Reading passage
What’s the benefit of dependent types, anyway? Pyry pointed this out to me: they allow you to make your functions total by moving the preconditions to the caller side.
You often end up with partial functions because of some preconditions. For example, you might write an integer division function, but division by zero isn’t defined. How do you handle this? In Haskell, you get a runtime exception.
λ> 1 `div` 0
*** Exception: divide by zero
λ> 1 `rem` 0
*** Exception: divide by zero
Elm tries to avoid runtime exceptions and it makes division total by extending the usual definition of division:
> 1 // 0
0 : Int
> 1 `rem` 0
NaN : Int
The unorthodox result for 1 `rem` 0 is
likely a bug. This
solution quietly breaks the invariant x == (x // y) * y + x `rem` y, but
it’s not a big deal. Coq does the same thing. Another solution would be to make
the division function return Maybe. In Haskell:
safeDiv :: Integral a => a -> a -> Maybe a
safeDiv a 0 = Nothing
safeDiv a b = Just (a `div` b)
This means that you have to lift all your division-using computations into Maybe. A language like Coq offers you yet another possibility: you can demand that the caller proves that the divisor is non-zero:
Require Import Arith.
Require Import Nat.
Definition safeDiv x (y : { n : nat | 0 < n }) : nat :=
match y with
| exist _ O pf => match lt_irrefl _ pf with end
| exist _ (S y') _ => div x (S y')
end.

Problem requirements
Reproduce the above passage on dependent types and division by zero verbatim and in full.

Supplied entries
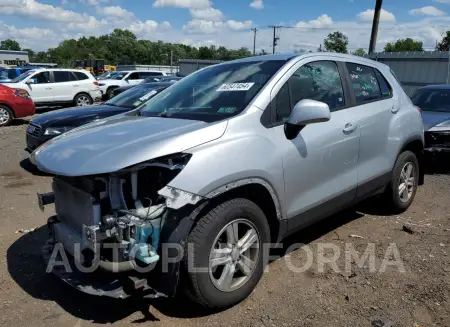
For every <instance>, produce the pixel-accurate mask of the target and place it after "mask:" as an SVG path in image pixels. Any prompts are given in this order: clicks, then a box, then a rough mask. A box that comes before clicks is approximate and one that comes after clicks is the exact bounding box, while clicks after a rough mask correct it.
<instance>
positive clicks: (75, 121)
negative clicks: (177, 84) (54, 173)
mask: <svg viewBox="0 0 450 327" xmlns="http://www.w3.org/2000/svg"><path fill="white" fill-rule="evenodd" d="M169 85H172V83H151V84H139V85H137V86H136V87H134V88H132V89H130V90H128V91H126V92H123V93H122V94H120V95H118V96H117V97H114V98H112V99H110V100H108V101H106V102H105V103H103V104H100V105H95V106H86V107H74V108H69V109H61V110H56V111H52V112H48V113H45V114H42V115H39V116H38V117H36V118H35V119H33V120H32V121H31V122H30V125H29V126H28V128H27V131H26V143H27V147H26V150H27V151H28V152H30V153H31V152H33V151H34V150H35V149H36V148H37V147H39V146H40V145H41V144H43V143H45V142H46V141H48V140H50V139H52V138H54V137H56V136H58V135H61V134H63V133H65V132H67V131H70V130H71V129H74V128H76V127H79V126H82V125H85V124H88V123H91V122H93V121H96V120H99V119H102V118H107V117H110V116H114V115H118V114H121V113H124V112H127V111H130V110H132V109H135V108H137V107H139V106H140V105H141V104H144V103H145V102H147V101H149V100H150V99H151V98H152V97H154V96H155V95H156V94H158V93H159V92H161V91H162V90H164V89H165V88H167V87H168V86H169Z"/></svg>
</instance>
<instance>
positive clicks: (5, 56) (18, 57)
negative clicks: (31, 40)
mask: <svg viewBox="0 0 450 327" xmlns="http://www.w3.org/2000/svg"><path fill="white" fill-rule="evenodd" d="M29 62H30V58H29V57H28V52H27V51H11V50H0V66H8V65H16V66H23V65H25V64H27V63H29Z"/></svg>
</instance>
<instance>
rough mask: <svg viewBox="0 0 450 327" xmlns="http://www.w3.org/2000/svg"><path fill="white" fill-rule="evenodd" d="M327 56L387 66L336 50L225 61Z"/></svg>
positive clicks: (259, 56)
mask: <svg viewBox="0 0 450 327" xmlns="http://www.w3.org/2000/svg"><path fill="white" fill-rule="evenodd" d="M316 56H321V57H329V58H330V60H333V58H340V59H346V60H349V61H359V62H365V63H366V64H368V65H371V66H375V67H376V66H378V67H387V66H386V65H385V64H382V63H380V62H377V61H374V60H372V59H368V58H364V57H360V56H355V55H350V54H343V53H337V52H308V53H303V54H297V53H282V54H272V55H263V56H254V57H247V58H242V59H236V60H232V61H228V62H226V63H224V64H227V63H236V62H251V61H277V60H281V61H289V60H291V59H294V58H299V59H303V58H310V57H316Z"/></svg>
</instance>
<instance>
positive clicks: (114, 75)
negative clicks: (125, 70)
mask: <svg viewBox="0 0 450 327" xmlns="http://www.w3.org/2000/svg"><path fill="white" fill-rule="evenodd" d="M127 74H128V72H116V73H115V74H111V76H109V77H108V78H110V79H122V78H124V77H125V75H127Z"/></svg>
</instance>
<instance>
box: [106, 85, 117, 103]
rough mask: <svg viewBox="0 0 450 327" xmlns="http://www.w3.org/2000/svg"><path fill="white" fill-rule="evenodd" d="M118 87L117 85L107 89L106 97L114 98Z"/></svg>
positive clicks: (106, 92) (108, 97)
mask: <svg viewBox="0 0 450 327" xmlns="http://www.w3.org/2000/svg"><path fill="white" fill-rule="evenodd" d="M115 89H117V87H108V89H107V90H106V99H107V100H109V99H112V98H114V90H115Z"/></svg>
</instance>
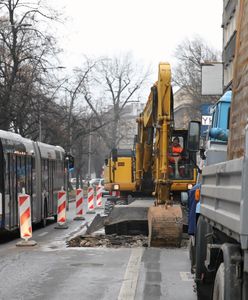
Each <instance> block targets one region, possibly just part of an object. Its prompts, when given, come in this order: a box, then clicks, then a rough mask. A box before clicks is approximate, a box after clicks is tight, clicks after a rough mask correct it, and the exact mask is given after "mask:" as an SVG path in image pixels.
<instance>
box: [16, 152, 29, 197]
mask: <svg viewBox="0 0 248 300" xmlns="http://www.w3.org/2000/svg"><path fill="white" fill-rule="evenodd" d="M16 183H17V184H16V186H17V192H18V193H21V192H22V189H23V188H25V189H26V168H25V158H24V157H23V156H17V157H16ZM26 192H27V191H26Z"/></svg>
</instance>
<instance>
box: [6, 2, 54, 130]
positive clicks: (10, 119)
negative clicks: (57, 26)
mask: <svg viewBox="0 0 248 300" xmlns="http://www.w3.org/2000/svg"><path fill="white" fill-rule="evenodd" d="M0 11H1V14H2V15H1V16H0V128H2V129H5V130H9V129H12V130H14V131H16V132H19V133H21V134H23V135H25V134H27V129H28V128H30V125H31V124H30V122H31V123H32V122H33V121H34V120H35V119H37V118H35V117H34V112H36V115H37V114H38V115H39V116H40V114H41V110H42V108H43V106H46V105H47V103H46V104H45V103H44V105H43V103H42V101H44V100H46V101H47V100H48V99H49V97H47V95H49V92H50V91H51V89H52V86H51V82H52V81H51V78H49V72H48V71H47V70H48V69H49V68H52V64H51V62H53V63H55V59H54V57H55V56H56V54H57V50H56V43H55V40H54V38H53V37H52V36H51V35H49V34H47V33H45V31H44V30H42V31H41V29H40V28H39V27H38V23H39V21H41V20H46V21H48V20H49V21H50V20H54V19H56V17H57V16H56V13H55V12H51V10H48V9H47V8H46V7H45V6H41V4H40V1H32V3H30V2H26V1H24V0H0ZM51 56H52V58H51ZM29 116H30V117H29ZM31 116H32V118H31ZM28 117H29V118H28Z"/></svg>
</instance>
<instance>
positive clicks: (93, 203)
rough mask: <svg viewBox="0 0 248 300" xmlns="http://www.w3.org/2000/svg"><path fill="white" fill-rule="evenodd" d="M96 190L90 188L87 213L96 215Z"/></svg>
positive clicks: (89, 188)
mask: <svg viewBox="0 0 248 300" xmlns="http://www.w3.org/2000/svg"><path fill="white" fill-rule="evenodd" d="M94 209H95V206H94V189H93V187H89V188H88V212H87V213H95V212H94Z"/></svg>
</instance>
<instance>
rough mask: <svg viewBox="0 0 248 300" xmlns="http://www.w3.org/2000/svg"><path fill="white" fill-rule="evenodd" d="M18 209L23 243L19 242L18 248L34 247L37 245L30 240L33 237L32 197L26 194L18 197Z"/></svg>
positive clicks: (34, 242)
mask: <svg viewBox="0 0 248 300" xmlns="http://www.w3.org/2000/svg"><path fill="white" fill-rule="evenodd" d="M18 207H19V222H20V235H21V238H22V239H23V241H21V242H18V243H17V244H16V246H34V245H36V244H37V243H36V242H35V241H31V240H29V239H30V238H31V237H32V221H31V205H30V196H29V195H27V194H25V192H24V193H23V194H20V195H19V196H18Z"/></svg>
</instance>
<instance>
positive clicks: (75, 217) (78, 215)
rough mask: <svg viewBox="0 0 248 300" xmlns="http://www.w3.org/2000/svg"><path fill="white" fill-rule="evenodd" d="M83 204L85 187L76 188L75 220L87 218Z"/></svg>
mask: <svg viewBox="0 0 248 300" xmlns="http://www.w3.org/2000/svg"><path fill="white" fill-rule="evenodd" d="M83 204H84V197H83V189H81V188H79V189H77V190H76V217H75V218H74V220H85V218H84V217H83V214H84V210H83Z"/></svg>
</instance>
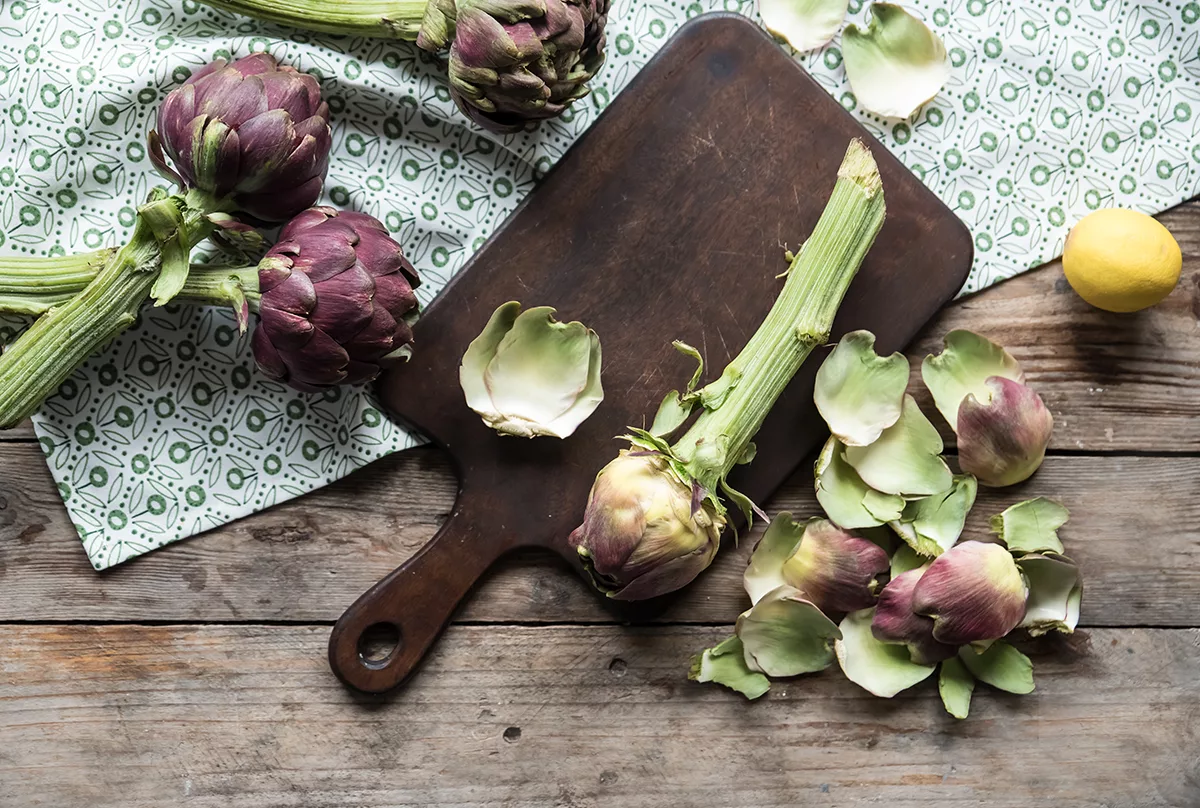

Output of the exercise
What’s the benefit of dependent types, anyway? Pyry pointed this out to me: they allow you to make your functions total by moving the preconditions to the caller side.
You often end up with partial functions because of some preconditions. For example, you might write an integer division function, but division by zero isn’t defined. How do you handle this? In Haskell, you get a runtime exception.
λ> 1 `div` 0
*** Exception: divide by zero
λ> 1 `rem` 0
*** Exception: divide by zero
Elm tries to avoid runtime exceptions and it makes division total by extending the usual definition of division:
> 1 // 0
0 : Int
> 1 `rem` 0
NaN : Int
The unorthodox result for 1 `rem` 0 is
likely a bug. This
solution quietly breaks the invariant x == (x // y) * y + x `rem` y, but
it’s not a big deal. Coq does the same thing. Another solution would be to make
the division function return Maybe. In Haskell:
safeDiv :: Integral a => a -> a -> Maybe a
safeDiv a 0 = Nothing
safeDiv a b = Just (a `div` b)
This means that you have to lift all your division-using computations into Maybe. A language like Coq offers you yet another possibility: you can demand that the caller proves that the divisor is non-zero:
Require Import Arith.
Require Import Nat.
Definition safeDiv x (y : { n : nat | 0 < n }) : nat :=
match y with
| exist _ O pf => match lt_irrefl _ pf with end
| exist _ (S y') _ => div x (S y')
end.